▶ [Written problem]:
Locate each line in the data below that contains the word "panel" and copy those lines.

▶ [Record excerpts]:
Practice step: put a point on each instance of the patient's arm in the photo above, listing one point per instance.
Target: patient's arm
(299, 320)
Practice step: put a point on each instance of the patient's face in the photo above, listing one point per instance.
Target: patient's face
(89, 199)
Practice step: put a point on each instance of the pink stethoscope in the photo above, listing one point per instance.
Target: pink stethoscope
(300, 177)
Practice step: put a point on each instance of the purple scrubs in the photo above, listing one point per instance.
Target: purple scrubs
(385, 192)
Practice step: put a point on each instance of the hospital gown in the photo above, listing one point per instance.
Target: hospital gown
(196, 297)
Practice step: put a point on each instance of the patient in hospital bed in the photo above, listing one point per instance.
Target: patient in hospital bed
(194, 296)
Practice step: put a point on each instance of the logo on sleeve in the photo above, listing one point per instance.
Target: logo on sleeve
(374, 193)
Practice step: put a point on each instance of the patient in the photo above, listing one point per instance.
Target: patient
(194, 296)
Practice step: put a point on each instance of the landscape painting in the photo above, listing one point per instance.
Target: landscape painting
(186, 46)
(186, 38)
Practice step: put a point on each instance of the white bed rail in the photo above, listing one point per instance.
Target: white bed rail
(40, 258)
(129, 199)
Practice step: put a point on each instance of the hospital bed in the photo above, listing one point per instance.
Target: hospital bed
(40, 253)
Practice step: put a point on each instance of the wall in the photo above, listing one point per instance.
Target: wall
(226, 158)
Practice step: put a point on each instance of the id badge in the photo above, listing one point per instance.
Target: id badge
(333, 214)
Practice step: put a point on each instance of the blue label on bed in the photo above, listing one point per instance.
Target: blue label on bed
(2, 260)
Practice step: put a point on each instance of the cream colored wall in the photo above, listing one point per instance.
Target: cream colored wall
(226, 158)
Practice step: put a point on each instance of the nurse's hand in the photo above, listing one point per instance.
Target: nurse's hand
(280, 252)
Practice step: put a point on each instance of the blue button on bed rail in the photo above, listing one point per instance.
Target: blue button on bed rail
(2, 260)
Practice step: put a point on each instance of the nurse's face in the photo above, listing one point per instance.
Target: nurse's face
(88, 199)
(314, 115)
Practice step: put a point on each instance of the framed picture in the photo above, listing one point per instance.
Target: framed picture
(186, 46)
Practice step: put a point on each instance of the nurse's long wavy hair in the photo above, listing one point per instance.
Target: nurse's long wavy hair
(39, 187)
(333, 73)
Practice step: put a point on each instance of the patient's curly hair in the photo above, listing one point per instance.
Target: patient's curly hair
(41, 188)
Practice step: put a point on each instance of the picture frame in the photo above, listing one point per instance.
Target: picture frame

* * *

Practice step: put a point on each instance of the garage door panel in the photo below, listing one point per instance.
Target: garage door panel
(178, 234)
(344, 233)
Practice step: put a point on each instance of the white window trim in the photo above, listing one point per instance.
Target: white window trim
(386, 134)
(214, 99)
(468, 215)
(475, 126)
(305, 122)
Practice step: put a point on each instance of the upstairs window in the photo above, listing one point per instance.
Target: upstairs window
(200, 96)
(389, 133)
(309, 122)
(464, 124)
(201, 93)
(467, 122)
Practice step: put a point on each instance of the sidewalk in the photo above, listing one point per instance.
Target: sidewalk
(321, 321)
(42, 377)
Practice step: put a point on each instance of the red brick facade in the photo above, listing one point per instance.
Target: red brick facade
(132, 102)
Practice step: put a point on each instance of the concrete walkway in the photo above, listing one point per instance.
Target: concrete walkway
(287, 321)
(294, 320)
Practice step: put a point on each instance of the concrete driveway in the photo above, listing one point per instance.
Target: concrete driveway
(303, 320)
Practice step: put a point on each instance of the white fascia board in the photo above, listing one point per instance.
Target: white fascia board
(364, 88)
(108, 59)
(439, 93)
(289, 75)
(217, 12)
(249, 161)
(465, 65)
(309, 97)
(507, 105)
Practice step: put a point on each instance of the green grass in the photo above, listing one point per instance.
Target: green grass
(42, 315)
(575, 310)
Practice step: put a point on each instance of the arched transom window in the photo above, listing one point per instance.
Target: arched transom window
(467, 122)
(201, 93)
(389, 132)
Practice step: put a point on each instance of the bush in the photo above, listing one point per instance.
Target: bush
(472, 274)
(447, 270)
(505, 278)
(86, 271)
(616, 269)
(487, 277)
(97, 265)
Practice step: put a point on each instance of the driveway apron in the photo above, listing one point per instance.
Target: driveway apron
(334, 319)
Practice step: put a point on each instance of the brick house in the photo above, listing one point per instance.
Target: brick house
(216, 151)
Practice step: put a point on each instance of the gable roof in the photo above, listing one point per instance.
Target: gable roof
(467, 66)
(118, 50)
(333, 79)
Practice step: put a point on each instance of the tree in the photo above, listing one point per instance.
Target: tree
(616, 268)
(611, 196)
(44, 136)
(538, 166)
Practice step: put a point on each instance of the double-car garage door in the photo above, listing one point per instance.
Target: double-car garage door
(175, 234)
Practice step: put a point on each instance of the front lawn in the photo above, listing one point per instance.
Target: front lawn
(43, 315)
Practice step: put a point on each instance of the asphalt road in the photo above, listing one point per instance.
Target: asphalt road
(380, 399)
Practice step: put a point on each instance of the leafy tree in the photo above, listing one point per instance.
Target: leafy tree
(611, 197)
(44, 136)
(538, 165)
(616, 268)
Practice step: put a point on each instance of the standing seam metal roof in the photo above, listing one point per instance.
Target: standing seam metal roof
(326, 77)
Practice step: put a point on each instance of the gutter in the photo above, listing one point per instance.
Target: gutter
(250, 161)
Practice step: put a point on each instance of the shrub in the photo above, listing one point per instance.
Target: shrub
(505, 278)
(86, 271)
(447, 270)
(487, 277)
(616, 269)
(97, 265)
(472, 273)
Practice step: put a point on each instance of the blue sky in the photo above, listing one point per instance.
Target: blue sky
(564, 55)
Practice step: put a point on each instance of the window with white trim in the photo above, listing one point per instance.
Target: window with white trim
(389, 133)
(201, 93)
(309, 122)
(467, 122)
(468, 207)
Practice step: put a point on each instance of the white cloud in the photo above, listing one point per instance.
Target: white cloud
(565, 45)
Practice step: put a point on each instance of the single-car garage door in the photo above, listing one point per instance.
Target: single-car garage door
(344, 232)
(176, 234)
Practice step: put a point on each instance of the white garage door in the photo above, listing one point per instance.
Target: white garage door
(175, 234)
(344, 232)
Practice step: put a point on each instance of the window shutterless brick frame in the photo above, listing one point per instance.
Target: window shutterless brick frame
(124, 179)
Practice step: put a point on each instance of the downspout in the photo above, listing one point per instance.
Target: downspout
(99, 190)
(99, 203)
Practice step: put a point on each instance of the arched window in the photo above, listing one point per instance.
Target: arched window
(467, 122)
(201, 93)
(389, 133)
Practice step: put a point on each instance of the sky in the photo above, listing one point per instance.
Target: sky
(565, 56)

▶ [Written response]:
Practice step: put a point on each instance of the garage door panel in the photo below, listing one point per instance.
Target: garage door panel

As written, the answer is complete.